:: Given problem ::
Pull out every line in the records below that contains the word "brown".

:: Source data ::
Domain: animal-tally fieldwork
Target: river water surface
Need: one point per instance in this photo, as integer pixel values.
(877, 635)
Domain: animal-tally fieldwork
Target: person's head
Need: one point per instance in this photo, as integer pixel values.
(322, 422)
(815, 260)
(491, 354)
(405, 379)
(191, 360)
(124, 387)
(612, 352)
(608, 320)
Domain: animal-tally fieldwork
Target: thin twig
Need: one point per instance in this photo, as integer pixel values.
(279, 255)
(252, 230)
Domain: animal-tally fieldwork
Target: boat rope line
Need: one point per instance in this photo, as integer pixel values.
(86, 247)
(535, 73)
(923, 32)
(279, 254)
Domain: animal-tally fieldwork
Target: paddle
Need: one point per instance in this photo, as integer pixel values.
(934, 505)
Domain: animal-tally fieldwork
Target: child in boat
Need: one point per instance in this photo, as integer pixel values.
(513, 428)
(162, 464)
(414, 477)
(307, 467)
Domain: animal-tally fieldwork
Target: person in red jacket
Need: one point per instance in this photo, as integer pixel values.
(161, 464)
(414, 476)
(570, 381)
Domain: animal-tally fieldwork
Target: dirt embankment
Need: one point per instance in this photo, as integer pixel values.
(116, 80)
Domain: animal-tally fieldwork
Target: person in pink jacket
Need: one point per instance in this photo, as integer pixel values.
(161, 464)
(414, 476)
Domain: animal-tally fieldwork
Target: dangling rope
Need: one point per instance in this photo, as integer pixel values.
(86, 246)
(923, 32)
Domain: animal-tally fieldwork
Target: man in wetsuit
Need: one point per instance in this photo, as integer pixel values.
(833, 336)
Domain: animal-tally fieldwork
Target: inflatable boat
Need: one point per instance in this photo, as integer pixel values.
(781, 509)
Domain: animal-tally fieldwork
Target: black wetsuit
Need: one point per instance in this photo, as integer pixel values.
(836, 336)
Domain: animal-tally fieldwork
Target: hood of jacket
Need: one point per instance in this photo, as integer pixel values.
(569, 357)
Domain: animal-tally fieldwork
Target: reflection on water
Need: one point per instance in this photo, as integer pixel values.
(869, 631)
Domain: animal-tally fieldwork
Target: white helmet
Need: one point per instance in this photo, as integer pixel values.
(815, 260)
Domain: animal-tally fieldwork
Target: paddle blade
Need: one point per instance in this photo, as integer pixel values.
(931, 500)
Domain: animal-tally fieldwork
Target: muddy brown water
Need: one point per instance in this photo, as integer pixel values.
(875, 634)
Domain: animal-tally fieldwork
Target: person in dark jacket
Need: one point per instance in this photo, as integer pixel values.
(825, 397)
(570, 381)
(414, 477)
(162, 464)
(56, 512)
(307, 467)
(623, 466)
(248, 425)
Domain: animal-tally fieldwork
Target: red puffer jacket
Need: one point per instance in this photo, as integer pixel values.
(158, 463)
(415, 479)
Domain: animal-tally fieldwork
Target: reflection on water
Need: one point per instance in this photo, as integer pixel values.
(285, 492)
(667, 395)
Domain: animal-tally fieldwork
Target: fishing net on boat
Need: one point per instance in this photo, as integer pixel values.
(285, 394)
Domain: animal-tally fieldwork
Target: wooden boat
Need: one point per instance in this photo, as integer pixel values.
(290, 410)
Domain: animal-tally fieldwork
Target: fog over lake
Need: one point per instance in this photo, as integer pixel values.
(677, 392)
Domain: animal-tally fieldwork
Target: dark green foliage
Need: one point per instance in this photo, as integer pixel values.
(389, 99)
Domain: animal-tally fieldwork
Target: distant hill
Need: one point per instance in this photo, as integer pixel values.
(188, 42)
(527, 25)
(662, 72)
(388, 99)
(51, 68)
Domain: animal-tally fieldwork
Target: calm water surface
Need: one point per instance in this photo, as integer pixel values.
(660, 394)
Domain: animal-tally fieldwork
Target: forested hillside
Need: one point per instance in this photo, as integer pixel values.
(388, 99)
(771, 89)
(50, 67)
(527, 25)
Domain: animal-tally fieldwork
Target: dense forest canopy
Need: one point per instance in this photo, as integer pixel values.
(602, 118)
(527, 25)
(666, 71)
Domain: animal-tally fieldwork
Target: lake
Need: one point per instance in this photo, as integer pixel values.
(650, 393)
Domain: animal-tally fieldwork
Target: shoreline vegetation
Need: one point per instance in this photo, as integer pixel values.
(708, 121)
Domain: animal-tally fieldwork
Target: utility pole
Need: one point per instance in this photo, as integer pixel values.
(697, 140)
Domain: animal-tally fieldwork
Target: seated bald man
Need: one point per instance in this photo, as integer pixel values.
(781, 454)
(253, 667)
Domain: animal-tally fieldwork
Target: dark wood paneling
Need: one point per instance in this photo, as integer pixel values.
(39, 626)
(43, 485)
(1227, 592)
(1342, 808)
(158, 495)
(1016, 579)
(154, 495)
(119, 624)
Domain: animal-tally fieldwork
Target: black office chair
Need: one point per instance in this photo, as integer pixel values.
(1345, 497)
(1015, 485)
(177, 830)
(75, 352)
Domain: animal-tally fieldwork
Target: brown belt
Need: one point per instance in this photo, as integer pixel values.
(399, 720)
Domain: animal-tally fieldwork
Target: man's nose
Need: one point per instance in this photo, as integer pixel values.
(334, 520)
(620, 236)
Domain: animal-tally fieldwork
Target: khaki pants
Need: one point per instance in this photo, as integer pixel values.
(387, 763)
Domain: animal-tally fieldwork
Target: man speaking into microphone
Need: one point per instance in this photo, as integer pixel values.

:: Response ::
Target: muddy brown water
Target: brown belt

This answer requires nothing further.